## begin
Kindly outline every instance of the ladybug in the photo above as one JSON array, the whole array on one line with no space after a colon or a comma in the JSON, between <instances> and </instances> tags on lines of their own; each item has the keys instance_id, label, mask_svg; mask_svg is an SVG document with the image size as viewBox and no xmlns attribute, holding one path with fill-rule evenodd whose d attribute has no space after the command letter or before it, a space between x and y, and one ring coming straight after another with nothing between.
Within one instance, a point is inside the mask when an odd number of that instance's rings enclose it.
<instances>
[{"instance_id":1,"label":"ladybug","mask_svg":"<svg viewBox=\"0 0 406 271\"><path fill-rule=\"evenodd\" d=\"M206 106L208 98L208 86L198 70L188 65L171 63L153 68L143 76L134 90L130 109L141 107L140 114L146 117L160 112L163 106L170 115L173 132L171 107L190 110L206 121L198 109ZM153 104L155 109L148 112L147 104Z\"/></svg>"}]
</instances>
## end
## begin
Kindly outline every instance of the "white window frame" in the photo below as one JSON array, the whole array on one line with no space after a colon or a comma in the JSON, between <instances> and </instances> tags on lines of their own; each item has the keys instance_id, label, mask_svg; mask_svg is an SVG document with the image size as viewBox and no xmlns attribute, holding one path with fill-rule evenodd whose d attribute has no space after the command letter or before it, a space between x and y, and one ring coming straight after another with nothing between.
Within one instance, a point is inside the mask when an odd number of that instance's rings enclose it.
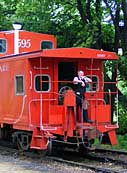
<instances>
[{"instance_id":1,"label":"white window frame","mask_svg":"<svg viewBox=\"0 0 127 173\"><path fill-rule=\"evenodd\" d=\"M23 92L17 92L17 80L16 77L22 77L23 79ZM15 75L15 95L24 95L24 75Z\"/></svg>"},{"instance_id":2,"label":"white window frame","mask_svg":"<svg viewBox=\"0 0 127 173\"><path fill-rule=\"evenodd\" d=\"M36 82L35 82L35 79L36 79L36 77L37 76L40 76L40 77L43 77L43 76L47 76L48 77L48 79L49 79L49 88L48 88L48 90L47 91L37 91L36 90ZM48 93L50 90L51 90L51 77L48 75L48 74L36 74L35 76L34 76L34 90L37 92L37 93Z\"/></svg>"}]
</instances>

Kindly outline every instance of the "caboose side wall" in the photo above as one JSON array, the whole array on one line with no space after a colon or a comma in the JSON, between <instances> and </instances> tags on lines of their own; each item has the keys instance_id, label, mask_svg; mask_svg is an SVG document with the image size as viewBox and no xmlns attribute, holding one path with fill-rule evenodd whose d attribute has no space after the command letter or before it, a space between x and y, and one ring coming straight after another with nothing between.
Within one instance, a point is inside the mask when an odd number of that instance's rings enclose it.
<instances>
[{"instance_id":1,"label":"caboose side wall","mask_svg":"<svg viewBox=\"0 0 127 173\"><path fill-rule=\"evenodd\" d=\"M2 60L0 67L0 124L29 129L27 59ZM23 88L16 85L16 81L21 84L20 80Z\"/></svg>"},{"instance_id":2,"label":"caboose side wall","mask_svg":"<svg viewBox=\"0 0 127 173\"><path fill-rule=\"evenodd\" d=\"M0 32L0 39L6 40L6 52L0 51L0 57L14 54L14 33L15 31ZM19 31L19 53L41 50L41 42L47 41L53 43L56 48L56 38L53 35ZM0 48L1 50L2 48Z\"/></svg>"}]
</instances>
## end
## begin
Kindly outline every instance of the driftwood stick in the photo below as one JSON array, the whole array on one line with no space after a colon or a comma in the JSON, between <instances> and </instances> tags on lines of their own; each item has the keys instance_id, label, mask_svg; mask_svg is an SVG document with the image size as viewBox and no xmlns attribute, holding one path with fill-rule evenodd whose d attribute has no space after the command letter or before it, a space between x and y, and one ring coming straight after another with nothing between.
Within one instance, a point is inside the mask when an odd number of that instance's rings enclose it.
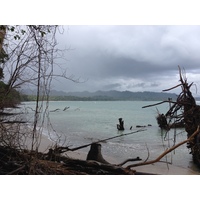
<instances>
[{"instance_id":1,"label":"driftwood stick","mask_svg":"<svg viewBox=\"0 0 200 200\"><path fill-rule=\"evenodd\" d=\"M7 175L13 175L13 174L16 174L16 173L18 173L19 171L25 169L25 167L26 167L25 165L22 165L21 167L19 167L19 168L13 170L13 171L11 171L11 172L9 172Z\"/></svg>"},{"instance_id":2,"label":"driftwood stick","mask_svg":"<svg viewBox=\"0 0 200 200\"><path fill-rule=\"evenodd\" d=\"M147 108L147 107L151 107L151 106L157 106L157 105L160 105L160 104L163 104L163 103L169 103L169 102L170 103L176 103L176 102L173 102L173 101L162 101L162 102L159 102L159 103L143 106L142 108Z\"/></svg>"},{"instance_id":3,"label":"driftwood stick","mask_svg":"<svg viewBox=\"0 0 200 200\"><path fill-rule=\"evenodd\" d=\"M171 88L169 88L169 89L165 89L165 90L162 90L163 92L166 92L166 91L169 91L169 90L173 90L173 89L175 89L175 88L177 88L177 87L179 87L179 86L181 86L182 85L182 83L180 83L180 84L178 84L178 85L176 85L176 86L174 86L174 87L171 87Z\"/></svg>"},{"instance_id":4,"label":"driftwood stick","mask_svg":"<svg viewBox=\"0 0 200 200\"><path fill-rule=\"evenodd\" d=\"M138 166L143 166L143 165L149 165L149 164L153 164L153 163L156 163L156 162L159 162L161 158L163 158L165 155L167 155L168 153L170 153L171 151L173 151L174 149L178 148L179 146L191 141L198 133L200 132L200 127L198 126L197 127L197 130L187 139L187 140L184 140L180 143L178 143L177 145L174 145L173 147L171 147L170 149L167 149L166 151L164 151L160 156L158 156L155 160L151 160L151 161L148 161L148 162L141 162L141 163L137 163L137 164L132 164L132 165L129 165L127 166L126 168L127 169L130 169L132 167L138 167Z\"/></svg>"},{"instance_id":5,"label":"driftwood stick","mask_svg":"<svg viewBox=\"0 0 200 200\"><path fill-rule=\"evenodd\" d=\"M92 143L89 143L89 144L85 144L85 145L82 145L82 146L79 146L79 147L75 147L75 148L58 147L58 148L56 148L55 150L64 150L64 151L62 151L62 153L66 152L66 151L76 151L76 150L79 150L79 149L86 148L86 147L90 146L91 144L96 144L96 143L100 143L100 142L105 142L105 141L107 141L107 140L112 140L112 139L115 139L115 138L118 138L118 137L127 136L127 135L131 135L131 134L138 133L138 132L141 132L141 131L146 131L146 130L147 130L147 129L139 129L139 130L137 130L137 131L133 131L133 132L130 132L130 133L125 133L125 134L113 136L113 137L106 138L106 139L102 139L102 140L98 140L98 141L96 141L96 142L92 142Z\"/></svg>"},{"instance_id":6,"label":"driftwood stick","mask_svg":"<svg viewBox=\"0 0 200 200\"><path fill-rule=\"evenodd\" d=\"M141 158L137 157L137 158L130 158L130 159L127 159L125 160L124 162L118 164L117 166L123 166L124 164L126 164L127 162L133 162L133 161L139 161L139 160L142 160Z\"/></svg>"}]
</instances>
## end
## What is needed
Report each line of the data above that contains the string "caboose", copying every such line in full. Case counts, so only lines whose letters match it in case qualify.

## Solution to the problem
Kindly outline every instance of the "caboose side wall" in the photo above as one JSON array, the whole array on one line with no space after a colon or a comma in the JSON, between <instances> and </instances> tags on lines of their own; each item has the keys instance_id, label, mask_svg; mask_svg is an SVG document with the image size as viewBox and no xmlns attribute, holding one path with fill-rule evenodd whose d attribute has no space after the command letter or before it, a space between x and y, and one ring coming straight after another with nothing between.
[{"instance_id":1,"label":"caboose side wall","mask_svg":"<svg viewBox=\"0 0 127 173\"><path fill-rule=\"evenodd\" d=\"M2 60L0 67L0 124L29 129L27 59ZM23 88L16 85L16 81L21 84L20 80Z\"/></svg>"},{"instance_id":2,"label":"caboose side wall","mask_svg":"<svg viewBox=\"0 0 127 173\"><path fill-rule=\"evenodd\" d=\"M0 32L0 39L6 40L6 52L0 51L0 57L14 54L14 33L15 31ZM19 31L19 53L41 50L41 42L47 41L53 43L56 48L56 38L53 35ZM0 48L1 50L2 48Z\"/></svg>"}]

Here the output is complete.